** START **

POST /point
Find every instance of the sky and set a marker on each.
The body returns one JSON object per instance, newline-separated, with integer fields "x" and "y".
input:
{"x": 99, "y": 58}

** END **

[Task description]
Copy the records above line for line, with no changes.

[Expected output]
POST /point
Find every instance of the sky and set a marker on each.
The body returns one JSON object per instance, newline-separated, with integer fields "x" and "y".
input:
{"x": 99, "y": 58}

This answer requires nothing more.